++++ Texte de la page

L’année 1902 devait voir des scènes bien autrement violentes. En vertu de quels pouvoirs agissaient les délégués des préfets, les commissaires de police qui menaçaient les écoles, faisaient crocheter les serrures et sauter les portes, expulsaient et arrêtaient les religieuses ? En vertu de quel droit agissaient-ils ? L’ordre venait, on le sait, du ministère de l’Intérieur ; mais, à moins de vivre sous le régime du despotisme turc, l’ordre n’a jamais fait le droit. Entre le ministre qui de Paris lance une injonction arbitraire et l’agent subalterne qui l’exécute, se place le préfet qui, armé de l’article 10, couvre tout. Ce qui était une violation de la liberté individuelle, une atteinte à l’inviolabilité du domicile, une méconnaissance du droit de propriété, tout cela est-il absous, tous ces crimes sont-ils effacés parce que le préfet, maître de toutes les armes de la loi pénale, aura invoqué le Code d’Instruction criminelle ?

Si l’abus éclatant d’un texte de loi doit en faire condamner l’usage, ce qui s’est passé depuis quatre ans est fait pour ouvrir les yeux aux plus aveugles. Dans un pays où le gouvernement appartient à l’opinion, où la majorité qui gouverne est essentiellement changeante, quel est le parti qui puisse se croire à l’abri du péril ? Il n’est douteux pour personne que les gouvernans d’aujourd’hui seront en minorité demain. Le nier, c’est fermer les yeux à l’évidence. Il y a donc un intérêt commun à supprimer une arme meurtrière et déloyale dont tous les partis seront tour à tour victimes.

++++++++

* **Actions à mener**
- A) D'après le texte sur les expulsions de religieuses en 1902, de quel ministère venait l'ordre ?
- B) Reprenez le texte sur l'article 10 et les expulsions de 1902 là où il s'interrompt, et poursuivez-le.
Les enregistrements ne servent pas ici.

++++ Enregistrements extraits

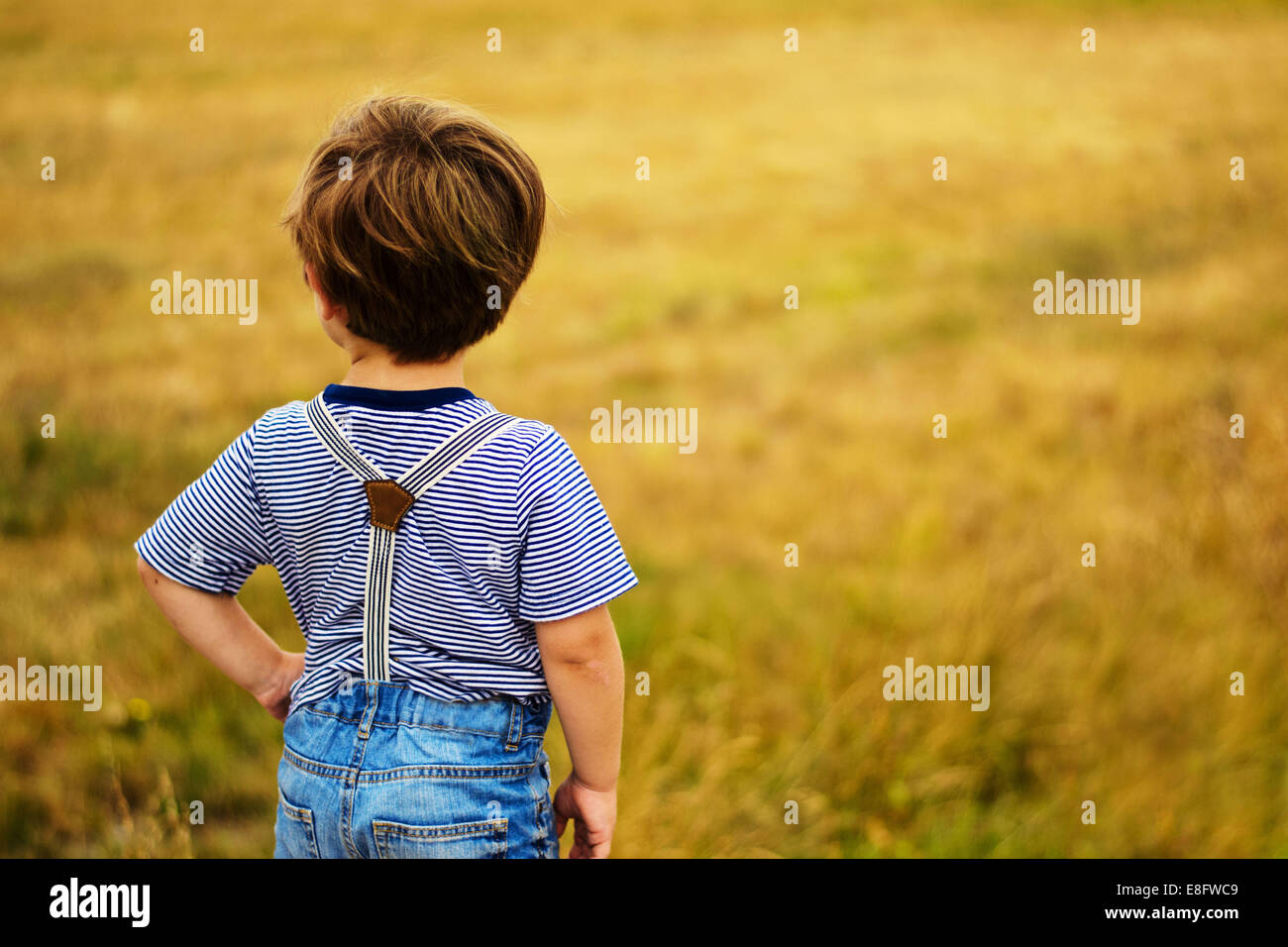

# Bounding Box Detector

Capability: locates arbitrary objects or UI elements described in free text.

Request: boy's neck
[340,352,465,391]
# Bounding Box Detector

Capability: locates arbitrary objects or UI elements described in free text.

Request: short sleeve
[518,428,639,621]
[134,427,269,594]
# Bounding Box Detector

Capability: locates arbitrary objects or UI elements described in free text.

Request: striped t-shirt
[134,385,638,710]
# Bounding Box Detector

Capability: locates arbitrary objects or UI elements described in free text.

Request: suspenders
[305,394,519,681]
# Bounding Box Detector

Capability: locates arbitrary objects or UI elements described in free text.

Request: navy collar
[322,385,476,411]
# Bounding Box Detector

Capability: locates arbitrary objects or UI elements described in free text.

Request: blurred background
[0,0,1288,857]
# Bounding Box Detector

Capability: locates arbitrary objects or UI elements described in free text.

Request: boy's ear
[304,263,349,326]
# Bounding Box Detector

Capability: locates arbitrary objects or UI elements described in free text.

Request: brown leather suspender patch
[362,480,416,532]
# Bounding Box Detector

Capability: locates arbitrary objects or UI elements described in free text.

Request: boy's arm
[536,605,626,858]
[138,556,304,720]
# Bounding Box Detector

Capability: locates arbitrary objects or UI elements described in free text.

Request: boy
[134,95,636,858]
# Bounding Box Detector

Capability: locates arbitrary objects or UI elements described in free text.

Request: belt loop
[358,681,380,740]
[505,699,523,753]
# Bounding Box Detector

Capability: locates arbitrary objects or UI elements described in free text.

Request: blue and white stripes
[136,385,636,706]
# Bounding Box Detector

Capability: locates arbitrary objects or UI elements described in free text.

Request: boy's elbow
[537,605,622,669]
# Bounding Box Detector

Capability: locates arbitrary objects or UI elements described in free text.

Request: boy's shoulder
[248,395,566,456]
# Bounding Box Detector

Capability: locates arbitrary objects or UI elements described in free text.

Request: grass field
[0,0,1288,857]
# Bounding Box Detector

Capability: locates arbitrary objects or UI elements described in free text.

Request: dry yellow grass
[0,0,1288,856]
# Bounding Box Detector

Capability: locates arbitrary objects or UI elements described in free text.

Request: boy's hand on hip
[254,651,304,720]
[555,773,617,858]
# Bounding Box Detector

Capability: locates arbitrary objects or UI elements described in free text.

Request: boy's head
[283,95,546,362]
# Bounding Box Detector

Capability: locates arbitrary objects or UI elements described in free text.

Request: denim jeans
[273,681,559,858]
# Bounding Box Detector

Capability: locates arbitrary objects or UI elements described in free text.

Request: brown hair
[282,95,546,362]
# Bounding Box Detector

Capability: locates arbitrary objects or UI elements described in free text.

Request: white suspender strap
[305,394,519,681]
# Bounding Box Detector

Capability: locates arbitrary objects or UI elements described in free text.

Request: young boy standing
[136,97,636,858]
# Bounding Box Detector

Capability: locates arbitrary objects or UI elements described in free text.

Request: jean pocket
[273,789,322,858]
[371,818,509,858]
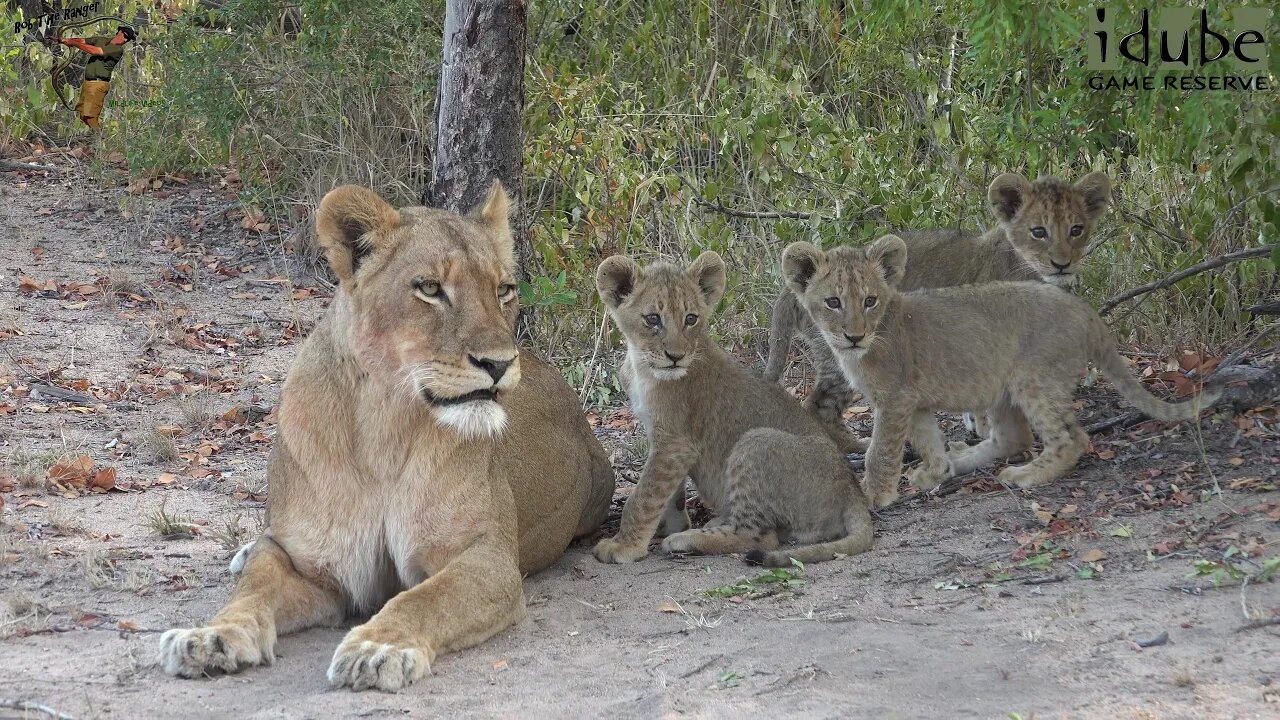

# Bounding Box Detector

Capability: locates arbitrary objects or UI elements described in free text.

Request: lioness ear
[782,242,827,295]
[471,179,516,269]
[987,173,1032,223]
[1074,173,1111,223]
[316,184,401,283]
[685,250,724,307]
[867,234,906,287]
[595,255,640,310]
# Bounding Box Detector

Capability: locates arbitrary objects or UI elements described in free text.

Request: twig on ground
[0,697,76,720]
[1098,245,1276,315]
[0,160,63,173]
[1235,615,1280,633]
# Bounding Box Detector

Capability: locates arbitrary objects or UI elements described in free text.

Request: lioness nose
[467,355,512,383]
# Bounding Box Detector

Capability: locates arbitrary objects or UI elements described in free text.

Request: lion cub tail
[745,507,876,568]
[1091,316,1222,421]
[760,290,806,383]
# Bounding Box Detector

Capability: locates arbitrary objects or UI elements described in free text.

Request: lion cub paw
[160,625,275,678]
[906,462,951,491]
[329,628,431,693]
[591,538,649,564]
[997,465,1051,488]
[662,530,698,552]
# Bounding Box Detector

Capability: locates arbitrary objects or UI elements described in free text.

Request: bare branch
[1098,245,1276,315]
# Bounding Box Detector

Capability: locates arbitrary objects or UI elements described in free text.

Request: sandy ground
[0,158,1280,719]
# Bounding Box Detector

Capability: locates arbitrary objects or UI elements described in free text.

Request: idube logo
[1087,8,1272,91]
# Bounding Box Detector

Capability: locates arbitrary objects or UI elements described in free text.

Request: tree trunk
[422,0,530,279]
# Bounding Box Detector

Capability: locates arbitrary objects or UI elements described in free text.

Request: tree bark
[422,0,531,279]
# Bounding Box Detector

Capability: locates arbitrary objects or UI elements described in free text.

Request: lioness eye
[411,277,448,302]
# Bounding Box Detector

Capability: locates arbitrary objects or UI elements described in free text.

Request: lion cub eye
[411,277,448,302]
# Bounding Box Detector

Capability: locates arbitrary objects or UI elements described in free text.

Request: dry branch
[1098,245,1276,315]
[0,697,76,720]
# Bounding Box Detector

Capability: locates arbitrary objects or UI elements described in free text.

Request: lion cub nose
[467,355,512,383]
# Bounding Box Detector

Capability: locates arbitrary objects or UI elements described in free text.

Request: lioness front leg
[593,441,698,562]
[160,537,343,678]
[329,532,525,692]
[863,404,911,507]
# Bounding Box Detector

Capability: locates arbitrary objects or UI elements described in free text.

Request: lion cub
[763,173,1111,430]
[782,234,1219,507]
[595,252,872,566]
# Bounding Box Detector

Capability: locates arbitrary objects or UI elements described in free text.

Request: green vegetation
[0,0,1280,379]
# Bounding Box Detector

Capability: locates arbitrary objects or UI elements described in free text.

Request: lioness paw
[160,625,275,678]
[591,538,649,564]
[997,465,1051,488]
[329,628,431,693]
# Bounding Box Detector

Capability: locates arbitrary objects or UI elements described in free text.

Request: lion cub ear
[782,242,827,295]
[1073,173,1111,223]
[471,179,516,269]
[595,255,641,310]
[316,184,401,283]
[987,173,1032,223]
[685,250,724,307]
[867,234,906,287]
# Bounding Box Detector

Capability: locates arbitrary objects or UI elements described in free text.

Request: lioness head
[782,234,906,355]
[987,173,1111,287]
[595,251,724,380]
[316,181,520,437]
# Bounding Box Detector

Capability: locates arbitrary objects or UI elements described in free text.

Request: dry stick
[0,160,63,173]
[0,697,76,720]
[1098,245,1277,315]
[1235,615,1280,633]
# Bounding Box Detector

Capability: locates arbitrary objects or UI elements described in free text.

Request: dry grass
[145,501,196,539]
[137,428,178,462]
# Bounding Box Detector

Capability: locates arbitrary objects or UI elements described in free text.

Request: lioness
[763,173,1111,438]
[595,252,872,566]
[160,182,613,691]
[782,234,1219,507]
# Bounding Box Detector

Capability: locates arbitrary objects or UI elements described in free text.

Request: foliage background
[0,0,1280,400]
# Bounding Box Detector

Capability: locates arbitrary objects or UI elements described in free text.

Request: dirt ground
[0,155,1280,719]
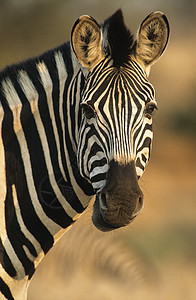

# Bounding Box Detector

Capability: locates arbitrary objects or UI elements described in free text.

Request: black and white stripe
[0,11,168,300]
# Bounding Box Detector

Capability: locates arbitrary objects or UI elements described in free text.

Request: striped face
[78,60,157,192]
[72,11,169,230]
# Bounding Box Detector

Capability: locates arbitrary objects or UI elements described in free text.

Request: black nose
[94,161,143,228]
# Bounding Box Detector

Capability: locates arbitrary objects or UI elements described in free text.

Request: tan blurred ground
[0,0,196,300]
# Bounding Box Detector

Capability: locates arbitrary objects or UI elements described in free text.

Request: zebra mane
[103,9,134,67]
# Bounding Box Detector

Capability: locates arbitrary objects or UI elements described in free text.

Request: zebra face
[72,11,169,231]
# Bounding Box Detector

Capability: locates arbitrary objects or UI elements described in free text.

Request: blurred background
[0,0,196,300]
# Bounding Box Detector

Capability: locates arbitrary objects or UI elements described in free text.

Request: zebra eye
[144,102,158,119]
[81,103,96,119]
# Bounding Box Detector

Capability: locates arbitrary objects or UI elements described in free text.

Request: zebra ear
[136,12,169,67]
[71,16,104,70]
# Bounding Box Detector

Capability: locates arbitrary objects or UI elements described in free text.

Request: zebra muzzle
[92,162,143,231]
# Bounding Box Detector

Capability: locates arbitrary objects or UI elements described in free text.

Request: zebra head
[72,10,169,231]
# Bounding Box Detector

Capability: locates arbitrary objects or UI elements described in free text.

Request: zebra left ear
[135,12,169,67]
[71,16,104,70]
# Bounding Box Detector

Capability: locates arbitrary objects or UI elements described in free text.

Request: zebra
[0,10,169,300]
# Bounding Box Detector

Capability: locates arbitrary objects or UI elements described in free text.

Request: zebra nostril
[99,193,108,211]
[133,196,144,216]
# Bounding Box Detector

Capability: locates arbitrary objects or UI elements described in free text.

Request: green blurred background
[0,0,196,300]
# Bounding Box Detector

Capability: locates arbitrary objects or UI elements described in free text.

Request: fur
[103,10,134,68]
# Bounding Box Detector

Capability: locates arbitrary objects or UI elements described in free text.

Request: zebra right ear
[136,12,170,67]
[71,16,104,70]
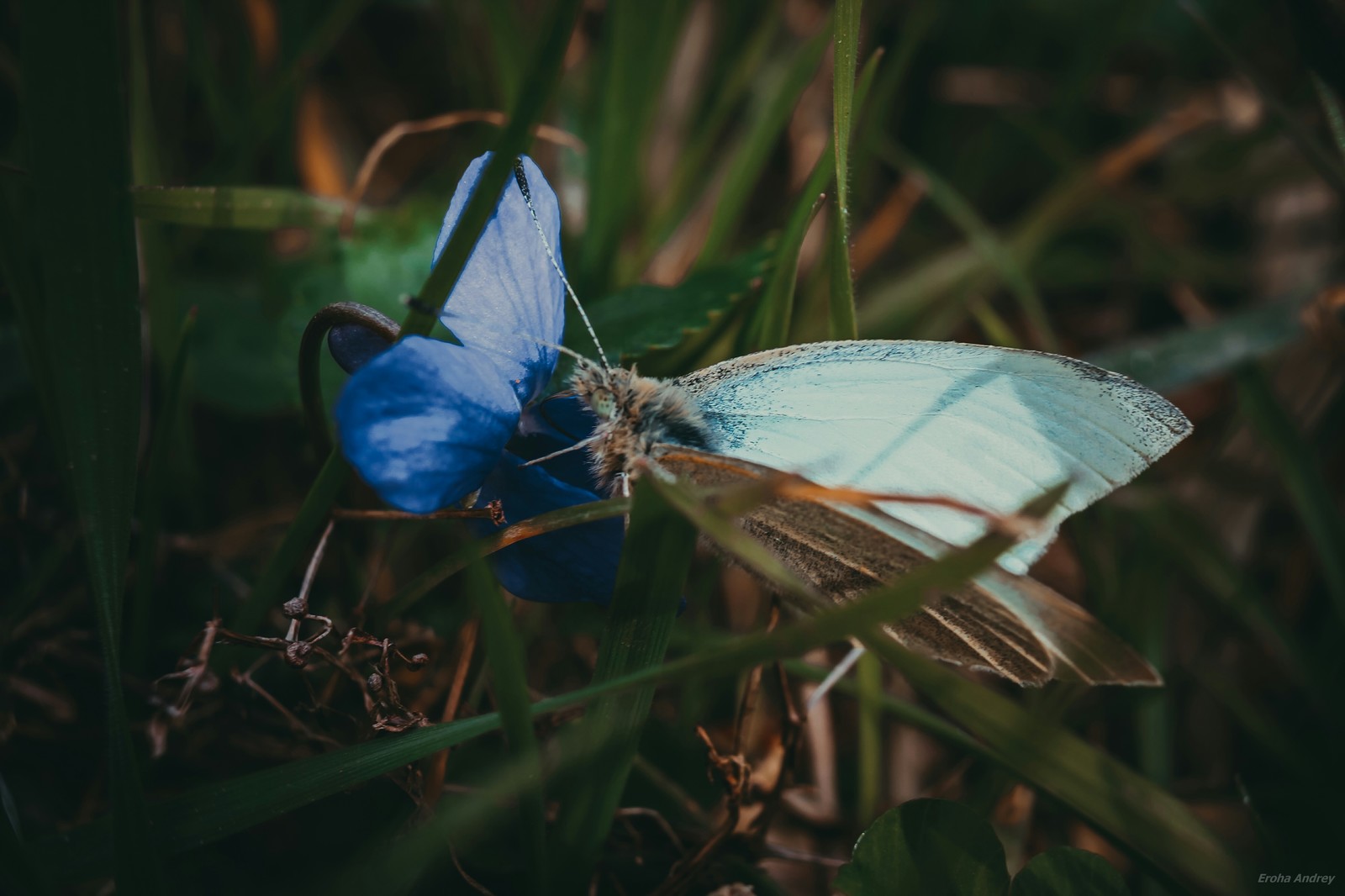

++++++++

* **Réponses**
- A) Du ministère de l'Intérieur.

- B)
Le malheur veut que, dans les temps troublés, quand les ardeurs s’allument, lorsque les passions deviennent de jour en jour plus violentes, la faction dominante s’attache aux armes de lutte et refuse de s’en dépouiller. Nous avons vu de nos jours assez de gouvernemens de combat pour connaître leurs mœurs

  1. Réquisitoire en date du 18 septembre 1899 (Procédure générale, p. 4). Le procureur général constate que les préfets ont agi en vertu de l’art. 10. Le recours à ce procédé était d’autant plus inutile que, le 12 août, un juge d’instruction de Paris, commis dès le matin, lançait d’autres mandats.